▼▼▼

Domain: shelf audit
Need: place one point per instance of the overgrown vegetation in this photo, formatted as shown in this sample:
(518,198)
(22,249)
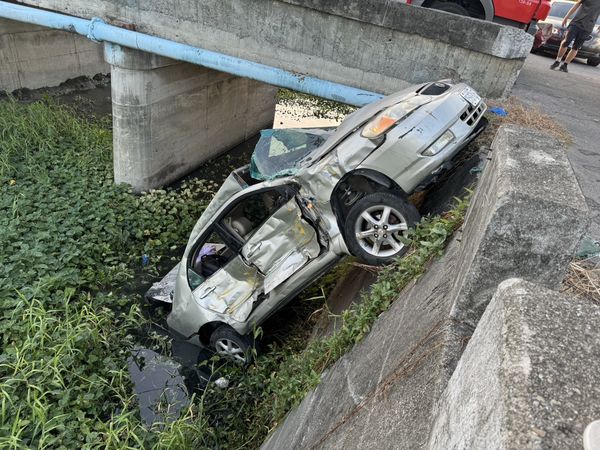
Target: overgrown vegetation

▲▲▲

▸ **WHAT THE TASK REQUIRES**
Please write out every line of the listing above as a numbered list, skipping any blank lines and leaving the pictures out.

▸ **SOLVED PROBLEM**
1. Domain: shelf audit
2. Need: place one point per instance of the overgrown vegetation in this photo, formatted as shown in this sample:
3. (518,198)
4. (22,249)
5. Target: overgrown vegetation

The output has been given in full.